*TASK SET:*
A - Copy the entries word for word, from their start up to and including the line with "box: [54, 31, 153, 194]", and leave the pictures out.
B - Pick up the explanation of the RC voltage divider's transfer function right after its final sentence and carry it on.

*EXCERPT:*
----------

Let's say that the input voltage is given as \$V_{in}\$. Your question now is what happens to \$V_{out}\$ if \$V_{in}\$ goes from 0 to 2V?

To do that, find the transfer function, that is:

$$\frac{V_{out}}{V_{in}} = \frac{R_1||\frac{1}{j\omega C_1}}{R_2 + R_1||\frac{1}{j\omega C_1}}$$

As you said, it's a (complex) voltage divider, expanding the parallel term gives $$R_1||\frac{1}{j\omega C_1} = \frac{R_1 \frac{1}{j\omega C_1}}{R_1 + \frac{1}{j\omega C_1}} = \frac{R_1}{j\omega R_1C_1 +1}$$

$$\frac{V_{out}}{V_{in}} = \frac{R_1||\frac{1}{j\omega C_1}}{R_2 + R_1||\frac{1}{j\omega C_1}}=\frac{R_1}{j\omega R_1C_1 +1} \div( R_2+\frac{R_1}{j\omega R_1C_1 +1}) = \frac{R_1}{j\omega R_1R_2C_1 + R_2 + R_1}$$

This formula is a first order lag element. The general formula of this element is

$$G(j\omega) = \frac{K}{j\omega T + 1}$$

As you can see, the numerator is a polynomial of order 0 and the denominator is a first order polynomial. The coefficients and their values are not that important. That's why this is a first order lag element. The important thing is that many systems have a transfer function like your system. They are all behaving in a similar way, only varying due to values of T, K, etc. They all have a step response of the shape that yours has.

----------

*PROVIDED MATERIAL:*
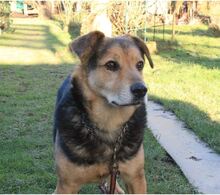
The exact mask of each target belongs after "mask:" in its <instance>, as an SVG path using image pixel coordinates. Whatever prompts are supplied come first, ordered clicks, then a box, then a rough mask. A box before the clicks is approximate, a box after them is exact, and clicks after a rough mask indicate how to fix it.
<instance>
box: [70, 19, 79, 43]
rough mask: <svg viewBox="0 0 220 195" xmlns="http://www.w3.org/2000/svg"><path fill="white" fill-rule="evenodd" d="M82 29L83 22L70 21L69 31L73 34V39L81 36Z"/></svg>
mask: <svg viewBox="0 0 220 195" xmlns="http://www.w3.org/2000/svg"><path fill="white" fill-rule="evenodd" d="M80 29H81V24H80V23H79V22H74V21H72V22H70V24H69V27H68V32H69V34H70V36H71V39H75V38H76V37H78V36H80Z"/></svg>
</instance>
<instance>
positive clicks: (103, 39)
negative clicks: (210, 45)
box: [54, 31, 153, 194]
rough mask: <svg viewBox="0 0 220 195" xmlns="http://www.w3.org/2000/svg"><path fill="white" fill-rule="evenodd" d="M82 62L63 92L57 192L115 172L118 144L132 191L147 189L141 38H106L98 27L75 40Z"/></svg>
mask: <svg viewBox="0 0 220 195" xmlns="http://www.w3.org/2000/svg"><path fill="white" fill-rule="evenodd" d="M70 50H71V51H72V52H74V53H76V54H77V55H78V57H79V59H80V61H81V63H80V65H78V66H77V67H76V69H75V70H74V72H73V73H72V74H71V75H69V76H68V77H67V79H66V80H65V81H64V82H63V84H62V86H61V87H60V89H59V91H58V94H57V102H56V110H55V120H54V143H55V161H56V170H57V174H58V181H57V187H56V191H55V193H63V194H65V193H78V191H79V190H80V187H81V186H82V185H83V184H87V183H92V182H99V181H100V180H102V179H103V178H105V177H108V176H109V172H110V171H109V164H110V163H111V160H112V155H113V148H114V144H115V142H116V140H117V138H118V136H119V135H120V133H121V130H122V128H123V126H124V125H125V124H126V125H127V131H126V133H125V134H124V136H123V138H122V140H121V146H120V148H119V150H118V151H117V162H118V166H119V171H120V176H121V178H122V179H123V181H124V183H125V186H126V187H127V192H128V193H139V194H142V193H146V191H147V189H146V188H147V187H146V186H147V185H146V179H145V174H144V150H143V137H144V128H145V124H146V110H145V102H144V99H145V98H144V97H145V95H146V92H147V88H146V86H145V84H144V82H143V67H144V56H146V57H147V59H148V61H149V63H150V66H151V67H152V68H153V62H152V60H151V57H150V54H149V50H148V48H147V46H146V45H145V43H144V42H143V41H142V40H140V39H139V38H137V37H133V36H130V35H124V36H120V37H116V38H109V37H105V36H104V34H103V33H101V32H99V31H94V32H91V33H89V34H86V35H84V36H81V37H79V38H78V39H76V40H75V41H73V42H72V43H71V44H70ZM116 190H117V192H118V193H119V192H120V188H119V186H117V188H116Z"/></svg>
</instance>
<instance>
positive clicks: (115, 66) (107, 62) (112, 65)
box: [105, 61, 120, 71]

----------

*RESULTS FOR THE EXERCISE:*
A -
The exact mask of each target belongs after "mask:" in its <instance>, as an SVG path using image pixel coordinates. Whatever prompts are supplied come first, ordered clicks, then a box, then a rough mask. A box before the clicks is approximate, a box after them is exact, and clicks after a rough mask indicate how to fix it.
<instance>
box: [70, 19, 79, 43]
rough mask: <svg viewBox="0 0 220 195" xmlns="http://www.w3.org/2000/svg"><path fill="white" fill-rule="evenodd" d="M82 29L83 22L70 21L69 31L73 34V39L81 36Z"/></svg>
mask: <svg viewBox="0 0 220 195" xmlns="http://www.w3.org/2000/svg"><path fill="white" fill-rule="evenodd" d="M80 29H81V24H80V23H79V22H74V21H72V22H70V24H69V27H68V32H69V34H70V36H71V39H75V38H76V37H78V36H80Z"/></svg>
</instance>
<instance>
positive clicks: (103, 39)
negative clicks: (210, 45)
box: [54, 31, 153, 194]

B -
The transfer function is a way to express the behaviour of the system in an abstract mathematical way. It doesn't matter if it is a mechanical or electrical system. If I told you that the flow of heat through an object has the same transfer function, you now know quite a bit about what that means in terms of its behaviour without necessarily knowing anything about thermodynamics. You don't even have to know what heat actually is, because you have an abstract description of its behaviour.

Knowing that is helpful because the step responses for all the basic elements are known. It looks indeed the way you posted it.

The point here is that for more complex circuits, it is often not trivial to figure out what each element doe and how it affects the overall circuit. Analysing the circuit as a circuit with complex elements yields the transfer function that can be used to determine the step response (like in your case), the impulse response or generally speaking the response to any input signal.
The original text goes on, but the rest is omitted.